- **WHAT THIS TASK INVOLVES**
Express each line of the entries below as a JSON list of strings, one string per line, with blank lines omitted.

- **INFORMATION PROVIDED**

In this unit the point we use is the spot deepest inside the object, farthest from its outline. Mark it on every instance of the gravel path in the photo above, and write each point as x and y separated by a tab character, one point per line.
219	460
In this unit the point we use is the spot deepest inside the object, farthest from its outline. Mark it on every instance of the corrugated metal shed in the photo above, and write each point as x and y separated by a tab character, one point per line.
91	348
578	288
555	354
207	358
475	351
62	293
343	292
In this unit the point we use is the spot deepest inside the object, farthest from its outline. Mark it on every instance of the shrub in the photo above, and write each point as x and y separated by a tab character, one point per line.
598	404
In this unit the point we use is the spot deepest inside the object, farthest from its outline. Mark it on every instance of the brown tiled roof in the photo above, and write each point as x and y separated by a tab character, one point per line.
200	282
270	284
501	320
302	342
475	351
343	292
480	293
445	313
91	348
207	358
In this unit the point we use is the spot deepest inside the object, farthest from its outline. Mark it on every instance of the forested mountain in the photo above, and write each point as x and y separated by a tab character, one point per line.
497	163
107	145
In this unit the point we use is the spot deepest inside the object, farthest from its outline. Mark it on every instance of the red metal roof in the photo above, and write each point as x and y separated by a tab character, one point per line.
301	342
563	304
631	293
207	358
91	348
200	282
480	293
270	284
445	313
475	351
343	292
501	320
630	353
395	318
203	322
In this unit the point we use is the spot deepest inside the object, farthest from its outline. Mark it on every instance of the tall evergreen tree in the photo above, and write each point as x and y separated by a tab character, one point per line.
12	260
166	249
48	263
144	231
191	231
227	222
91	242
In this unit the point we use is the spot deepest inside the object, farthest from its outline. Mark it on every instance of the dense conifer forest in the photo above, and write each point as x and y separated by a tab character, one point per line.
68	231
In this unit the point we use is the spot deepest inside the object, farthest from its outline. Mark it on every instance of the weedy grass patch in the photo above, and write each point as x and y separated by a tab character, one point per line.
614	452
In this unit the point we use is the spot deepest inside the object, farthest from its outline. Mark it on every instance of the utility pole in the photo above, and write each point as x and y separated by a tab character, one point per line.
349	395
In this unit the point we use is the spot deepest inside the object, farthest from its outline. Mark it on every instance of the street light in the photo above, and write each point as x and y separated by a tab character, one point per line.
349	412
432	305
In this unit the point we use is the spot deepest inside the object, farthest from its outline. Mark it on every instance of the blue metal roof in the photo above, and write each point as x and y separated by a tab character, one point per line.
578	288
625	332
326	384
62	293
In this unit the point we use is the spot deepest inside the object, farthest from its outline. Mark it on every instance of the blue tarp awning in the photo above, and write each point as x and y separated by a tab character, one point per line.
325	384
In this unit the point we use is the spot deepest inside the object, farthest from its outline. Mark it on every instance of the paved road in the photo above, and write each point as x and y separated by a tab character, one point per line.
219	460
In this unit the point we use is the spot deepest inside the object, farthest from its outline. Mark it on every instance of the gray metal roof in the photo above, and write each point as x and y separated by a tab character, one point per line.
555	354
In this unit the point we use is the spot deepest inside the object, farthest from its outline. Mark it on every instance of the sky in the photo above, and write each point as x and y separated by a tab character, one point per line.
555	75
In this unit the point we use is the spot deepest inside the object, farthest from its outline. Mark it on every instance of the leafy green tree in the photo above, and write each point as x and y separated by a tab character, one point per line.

- **TASK RESULT**
[
  "In this unit the point we use is the spot deepest inside the object, farthest from its outline. Mark it on every instance of the gravel path in the photo above, and write each point as x and y separated by a tab character, one point per line.",
  "219\t460",
  "In this unit the point we use is the spot deepest inside the object, farthest from its outline. Mark it on every instance of the corrugated metal shed in the photo above, and write each point as x and y separated by a tab character, one point per line.",
  "91\t348",
  "578\t288",
  "555\t354",
  "207\t358",
  "475\t351",
  "62\t293",
  "343\t292",
  "In this unit the point we use is the spot deepest inside the object, farthest from its outline. Mark it on every instance of the shrub in the photo above, and write each point as x and y separated by a tab character, one point per line.",
  "598\t404",
  "In this unit the point we use is the spot deepest inside the object, farthest from its outline. Mark it on every instance of the brown tiled roof in the photo above, and write each point as x and y separated by a tab character, one point per line.",
  "200\t282",
  "270\t284",
  "501\t320",
  "302\t342",
  "475\t351",
  "343\t292",
  "480\t293",
  "445\t313",
  "91\t348",
  "207\t358",
  "In this unit the point we use is the spot deepest inside the object, farthest from its outline. Mark it on every instance of the forested mountain in the photo above, and write each point as x and y separated by a tab character, one point per line.",
  "497\t163",
  "107\t145",
  "In this unit the point we use is the spot deepest inside the object, farthest from its outline. Mark it on every instance of the red metal roof in the photo above, and write each point as x and y separated by a tab character, one point per line.",
  "301\t342",
  "563\t304",
  "631\t293",
  "207\t358",
  "91\t348",
  "200\t282",
  "480\t293",
  "270\t284",
  "445\t313",
  "475\t351",
  "343\t292",
  "501\t320",
  "630\t353",
  "395\t318",
  "203\t322",
  "In this unit the point we use is the spot deepest inside the object, farthest from its outline. Mark it on every instance of the tall evergreen tree in the photo above, and write each point as x and y separated by a tab character, one point per line.",
  "12\t260",
  "166\t249",
  "48\t263",
  "144\t231",
  "191\t231",
  "227\t222",
  "91\t242",
  "In this unit the point we use is the spot deepest inside the object, farthest from its outline. Mark it on every instance of the dense conifer forest in the photo above, and write each point as x and y separated by a tab character, one point per line.",
  "68\t231",
  "In this unit the point we use is the spot deepest inside the object, farthest from its outline. Mark it on every instance of the weedy grass patch in the photo above, and write each point as x and y separated by a tab character, one point per line.",
  "614\t452",
  "In this unit the point we use is the spot deepest inside the object, farthest from its outline. Mark it on every instance of the utility pole in the photo above, and write each point as x and y separated by a tab character, one point per line.",
  "349\t395",
  "In this unit the point we use is the spot deepest inside the object, farthest from its outline. Mark it on every instance of the street light in the photo above, and write each point as x and y separated by a tab character, one point per line.",
  "349\t412",
  "432\t305",
  "In this unit the point we use is the spot deepest inside the object, farthest from its outline. Mark it on every instance of the blue metal roof in the photo above, and write each point as x and y separated by a tab character, one point per line.",
  "578\t288",
  "625\t332",
  "326\t384",
  "62\t293",
  "In this unit the point we use is the spot deepest inside the object, farthest from its outline. Mark it on every instance of the blue tarp awning in the photo above, and write each point as x and y separated by a tab character, one point per line.",
  "325\t384",
  "In this unit the point we use is the spot deepest inside the object, farthest from its outline. Mark it on every instance of the paved road in the photo above, and write each point as x and y separated by a tab character, one point per line.",
  "219\t460",
  "In this unit the point we use is the spot deepest inside the object, farthest from its outline. Mark it on every instance of the gray metal roof in the photo above, and write each point as x and y separated by a tab character, one point per line.",
  "555\t354",
  "In this unit the point we use is the spot deepest inside the object, farthest from its outline. Mark it on every instance of the sky in the photo above, and write each point as x and y separated by a tab character, one point per line.",
  "555\t75",
  "In this unit the point we use is the spot deepest inside the object, farthest from its outline. Mark it on every instance of the leafy green tree in the photo above, and write each point as x and y separated by a tab character, one point per line."
]